(Dataset rows showing where objects appear)
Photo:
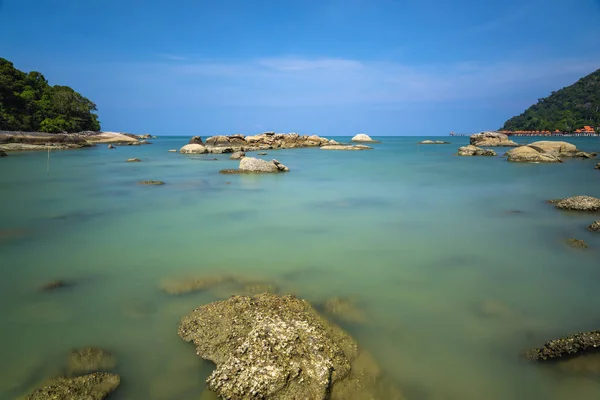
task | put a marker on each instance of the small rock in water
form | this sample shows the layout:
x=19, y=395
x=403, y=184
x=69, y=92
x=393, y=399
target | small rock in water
x=344, y=310
x=595, y=227
x=152, y=183
x=577, y=243
x=50, y=286
x=95, y=386
x=87, y=360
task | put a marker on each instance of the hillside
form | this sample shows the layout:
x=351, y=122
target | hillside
x=29, y=103
x=566, y=110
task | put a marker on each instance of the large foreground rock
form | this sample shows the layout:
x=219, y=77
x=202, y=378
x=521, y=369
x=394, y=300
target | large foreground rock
x=361, y=137
x=487, y=139
x=528, y=154
x=89, y=387
x=471, y=150
x=345, y=147
x=566, y=347
x=193, y=149
x=251, y=164
x=578, y=203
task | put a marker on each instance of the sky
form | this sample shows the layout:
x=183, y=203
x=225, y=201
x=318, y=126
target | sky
x=326, y=67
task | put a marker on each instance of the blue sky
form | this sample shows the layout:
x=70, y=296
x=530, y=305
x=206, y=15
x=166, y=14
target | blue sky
x=330, y=67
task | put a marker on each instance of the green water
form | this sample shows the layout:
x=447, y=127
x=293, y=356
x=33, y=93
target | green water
x=422, y=239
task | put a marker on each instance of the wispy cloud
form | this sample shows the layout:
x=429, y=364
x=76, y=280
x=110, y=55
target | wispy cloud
x=172, y=57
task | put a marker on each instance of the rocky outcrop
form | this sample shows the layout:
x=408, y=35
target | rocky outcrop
x=193, y=148
x=196, y=140
x=576, y=243
x=488, y=139
x=86, y=360
x=238, y=155
x=578, y=203
x=471, y=150
x=269, y=346
x=566, y=347
x=345, y=147
x=433, y=142
x=95, y=386
x=529, y=154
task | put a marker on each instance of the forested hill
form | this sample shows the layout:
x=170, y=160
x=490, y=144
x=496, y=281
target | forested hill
x=567, y=110
x=28, y=103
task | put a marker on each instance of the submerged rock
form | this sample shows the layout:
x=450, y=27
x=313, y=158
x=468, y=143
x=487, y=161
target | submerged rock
x=89, y=387
x=269, y=346
x=156, y=183
x=487, y=139
x=361, y=137
x=594, y=227
x=577, y=203
x=86, y=360
x=193, y=149
x=344, y=310
x=238, y=155
x=346, y=147
x=576, y=243
x=471, y=150
x=529, y=154
x=566, y=347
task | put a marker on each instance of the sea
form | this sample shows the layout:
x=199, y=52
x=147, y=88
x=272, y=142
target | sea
x=457, y=264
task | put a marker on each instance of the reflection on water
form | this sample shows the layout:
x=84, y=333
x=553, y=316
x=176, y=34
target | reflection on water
x=450, y=282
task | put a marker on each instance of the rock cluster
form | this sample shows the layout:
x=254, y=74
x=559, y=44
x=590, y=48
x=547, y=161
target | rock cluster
x=566, y=347
x=471, y=150
x=578, y=203
x=488, y=139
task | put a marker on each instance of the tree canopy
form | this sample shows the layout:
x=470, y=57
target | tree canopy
x=29, y=103
x=568, y=109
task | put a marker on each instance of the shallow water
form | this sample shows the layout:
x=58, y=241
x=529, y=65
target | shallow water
x=454, y=282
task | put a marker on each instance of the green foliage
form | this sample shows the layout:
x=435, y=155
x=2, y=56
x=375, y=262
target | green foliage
x=29, y=103
x=571, y=108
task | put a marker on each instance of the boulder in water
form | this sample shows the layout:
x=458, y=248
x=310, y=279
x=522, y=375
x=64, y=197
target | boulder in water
x=488, y=139
x=95, y=386
x=193, y=149
x=471, y=150
x=578, y=203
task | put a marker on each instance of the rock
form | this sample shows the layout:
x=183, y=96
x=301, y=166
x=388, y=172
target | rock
x=471, y=150
x=344, y=310
x=345, y=147
x=196, y=140
x=89, y=387
x=566, y=347
x=578, y=203
x=193, y=149
x=361, y=137
x=238, y=155
x=184, y=285
x=151, y=183
x=528, y=154
x=50, y=286
x=576, y=243
x=250, y=164
x=595, y=227
x=487, y=139
x=269, y=346
x=87, y=360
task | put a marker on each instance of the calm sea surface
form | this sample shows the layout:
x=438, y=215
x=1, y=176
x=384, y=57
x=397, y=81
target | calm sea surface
x=454, y=281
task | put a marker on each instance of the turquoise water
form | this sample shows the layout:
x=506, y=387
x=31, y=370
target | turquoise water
x=454, y=282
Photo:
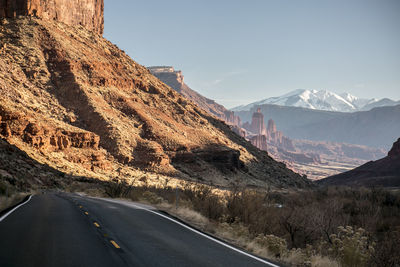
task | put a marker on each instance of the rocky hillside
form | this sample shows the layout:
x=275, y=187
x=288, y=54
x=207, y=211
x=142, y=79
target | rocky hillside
x=88, y=13
x=383, y=172
x=72, y=100
x=175, y=79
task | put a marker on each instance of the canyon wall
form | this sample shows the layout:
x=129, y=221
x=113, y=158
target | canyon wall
x=88, y=13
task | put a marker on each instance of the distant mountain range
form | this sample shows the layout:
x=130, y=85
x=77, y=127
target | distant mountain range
x=322, y=100
x=375, y=128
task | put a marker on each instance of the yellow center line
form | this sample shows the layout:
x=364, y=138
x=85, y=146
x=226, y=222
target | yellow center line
x=114, y=244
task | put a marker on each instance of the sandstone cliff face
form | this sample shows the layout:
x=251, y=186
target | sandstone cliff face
x=382, y=172
x=88, y=13
x=175, y=80
x=72, y=98
x=395, y=151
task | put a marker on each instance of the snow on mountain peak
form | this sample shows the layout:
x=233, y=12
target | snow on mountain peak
x=321, y=100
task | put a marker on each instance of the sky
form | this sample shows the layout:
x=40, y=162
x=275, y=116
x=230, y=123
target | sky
x=237, y=52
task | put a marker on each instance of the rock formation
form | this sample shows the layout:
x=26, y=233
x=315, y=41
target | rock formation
x=71, y=99
x=257, y=125
x=175, y=80
x=277, y=138
x=259, y=141
x=395, y=151
x=88, y=13
x=382, y=172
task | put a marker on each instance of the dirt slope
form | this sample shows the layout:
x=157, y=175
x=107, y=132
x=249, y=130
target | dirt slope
x=74, y=101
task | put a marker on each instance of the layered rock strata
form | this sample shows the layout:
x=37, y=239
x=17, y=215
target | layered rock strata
x=88, y=13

What you should do - Can you turn every line of the records above into a numbered list, skipping blank lines and leaving the pictures out?

Written response -
1. Photo:
2. task | put a marker on each instance of the small rock in water
3. form | this sample shows the layout:
4. x=19, y=395
5. x=403, y=184
6. x=69, y=92
7. x=393, y=399
8. target | small rock in water
9. x=344, y=310
10. x=595, y=227
11. x=152, y=183
12. x=577, y=243
13. x=50, y=286
14. x=95, y=386
15. x=87, y=360
16. task | put a marker on each instance of the hillside
17. form | this sample shows the layout:
18. x=351, y=122
19. target | hillside
20. x=29, y=103
21. x=566, y=110
22. task | put a marker on each instance of the large foreground rock
23. form | this sample shows the layout:
24. x=219, y=77
25. x=202, y=378
26. x=521, y=369
27. x=394, y=300
28. target | large foreground rock
29. x=361, y=137
30. x=487, y=139
31. x=528, y=154
32. x=89, y=387
33. x=471, y=150
34. x=345, y=147
35. x=566, y=347
36. x=193, y=149
37. x=251, y=164
38. x=578, y=203
39. task | put a marker on each instance of the sky
40. form | this sample shows the layout:
41. x=183, y=203
42. x=225, y=201
43. x=318, y=126
44. target | sky
45. x=326, y=67
46. task | put a marker on each instance of the blue sky
47. form | this sample shows the layout:
48. x=70, y=296
49. x=530, y=305
50. x=206, y=15
51. x=166, y=14
52. target | blue sky
53. x=330, y=67
54. task | put a marker on each instance of the green water
55. form | this sample shows the layout:
56. x=447, y=127
57. x=293, y=356
58. x=33, y=93
59. target | green water
60. x=422, y=239
61. task | put a marker on each instance of the wispy cloud
62. form | this sample shows the layout:
63. x=429, y=364
64. x=76, y=280
65. x=110, y=55
66. target | wispy cloud
67. x=172, y=57
68. task | put a marker on each instance of the rocky outcrop
69. form | this sample shows the layout:
70. x=408, y=35
71. target | rocky outcrop
72. x=193, y=148
73. x=196, y=140
74. x=576, y=243
75. x=488, y=139
76. x=86, y=360
77. x=238, y=155
78. x=578, y=203
79. x=471, y=150
80. x=269, y=346
81. x=566, y=347
82. x=345, y=147
83. x=433, y=142
84. x=95, y=386
85. x=529, y=154
86. task | put a marker on each instance of the forested hill
87. form | this sample shows the layout:
88. x=170, y=160
89. x=490, y=144
90. x=496, y=281
91. target | forested hill
92. x=567, y=110
93. x=28, y=103
94. task | put a marker on each instance of the submerged rock
95. form | this sample shows the layout:
96. x=450, y=27
97. x=313, y=158
98. x=468, y=143
99. x=487, y=161
100. target | submerged rock
101. x=89, y=387
102. x=269, y=346
103. x=156, y=183
104. x=487, y=139
105. x=361, y=137
106. x=594, y=227
107. x=577, y=203
108. x=86, y=360
109. x=193, y=149
110. x=344, y=310
111. x=238, y=155
112. x=346, y=147
113. x=576, y=243
114. x=471, y=150
115. x=529, y=154
116. x=566, y=347
117. task | put a marker on each instance of the sea
118. form | this sample shows the layout:
119. x=199, y=52
120. x=147, y=88
121. x=272, y=142
122. target | sea
123. x=457, y=264
124. task | put a marker on each instance of the reflection on water
125. form | this sample shows the layout:
126. x=84, y=333
127. x=553, y=316
128. x=176, y=34
129. target | reflection on water
130. x=450, y=282
131. task | put a marker on each instance of the rock cluster
132. form | this sample shows the layout:
133. x=254, y=74
134. x=559, y=44
135. x=590, y=48
136. x=547, y=161
137. target | rock cluster
138. x=566, y=347
139. x=471, y=150
140. x=578, y=203
141. x=488, y=139
142. task | put a marker on each instance of the tree canopy
143. form | this sample shows the layout:
144. x=470, y=57
145. target | tree canopy
146. x=29, y=103
147. x=568, y=109
148. task | put a marker on each instance of the shallow water
149. form | this sample shows the layout:
150. x=58, y=241
151. x=529, y=65
152. target | shallow water
153. x=454, y=282
154. task | put a marker on each instance of the green foliage
155. form | this sample shows the layout:
156. x=435, y=155
157. x=2, y=56
158. x=375, y=262
159. target | green foliage
160. x=29, y=103
161. x=571, y=108
162. task | put a marker on each instance of the boulder in water
163. form | this sample shows the layout:
164. x=458, y=248
165. x=310, y=279
166. x=522, y=375
167. x=64, y=197
168. target | boulder in water
169. x=488, y=139
170. x=95, y=386
171. x=193, y=149
172. x=471, y=150
173. x=578, y=203
174. task | put a marker on each instance of the rock
175. form | this sample shows the layout:
176. x=183, y=96
177. x=301, y=166
178. x=388, y=172
179. target | rock
180. x=471, y=150
181. x=344, y=310
182. x=345, y=147
183. x=196, y=140
184. x=89, y=387
185. x=566, y=347
186. x=578, y=203
187. x=193, y=149
188. x=361, y=137
189. x=238, y=155
190. x=184, y=285
191. x=151, y=183
192. x=528, y=154
193. x=50, y=286
194. x=576, y=243
195. x=250, y=164
196. x=595, y=227
197. x=487, y=139
198. x=269, y=346
199. x=87, y=360
200. task | put a marker on each instance of the calm sea surface
201. form | this sample shows the layout:
202. x=438, y=215
203. x=1, y=176
204. x=384, y=57
205. x=397, y=81
206. target | calm sea surface
207. x=454, y=281
208. task | put a marker on each instance of the turquoise water
209. form | this sample shows the layout:
210. x=506, y=387
211. x=31, y=370
212. target | turquoise water
213. x=454, y=282
214. Photo:
215. task | put a marker on each instance of the rocky hillside
216. form | this sample shows the layout:
217. x=275, y=187
218. x=288, y=54
219. x=207, y=211
220. x=142, y=79
221. target | rocky hillside
222. x=88, y=13
223. x=383, y=172
224. x=72, y=100
225. x=175, y=79
226. task | put a marker on each instance of the canyon wall
227. form | this sample shows the layout:
228. x=129, y=221
229. x=113, y=158
230. target | canyon wall
231. x=88, y=13
232. task | put a marker on each instance of the distant mountain range
233. form | this sample shows the layout:
234. x=130, y=85
235. x=77, y=127
236. target | distant mountain range
237. x=322, y=100
238. x=375, y=128
239. task | put a marker on each instance of the yellow center line
240. form | this sample shows the layout:
241. x=364, y=138
242. x=85, y=146
243. x=226, y=222
244. target | yellow center line
245. x=114, y=244
246. task | put a marker on each instance of the sandstone cliff face
247. form | this sample shows the layout:
248. x=251, y=186
249. target | sandstone cliff face
250. x=382, y=172
251. x=88, y=13
252. x=175, y=80
253. x=72, y=98
254. x=395, y=151
255. task | put a marker on each instance of the snow on mountain peak
256. form | this sample shows the layout:
257. x=233, y=12
258. target | snow on mountain peak
259. x=321, y=100
260. task | put a marker on each instance of the sky
261. form | this sample shows the layout:
262. x=40, y=162
263. x=275, y=116
264. x=230, y=123
265. target | sky
266. x=237, y=52
267. task | put a marker on each instance of the rock formation
268. form | this sample shows the layout:
269. x=26, y=233
270. x=315, y=41
271. target | rock formation
272. x=71, y=99
273. x=257, y=125
274. x=175, y=80
275. x=277, y=138
276. x=259, y=141
277. x=395, y=151
278. x=88, y=13
279. x=382, y=172
280. task | put a marker on each instance of the dirt slope
281. form | this sample shows the layout:
282. x=157, y=175
283. x=107, y=132
284. x=249, y=130
285. target | dirt slope
286. x=74, y=101
287. task | put a marker on each instance of the layered rock strata
288. form | this sample shows the layout:
289. x=37, y=239
290. x=17, y=215
291. target | layered rock strata
292. x=88, y=13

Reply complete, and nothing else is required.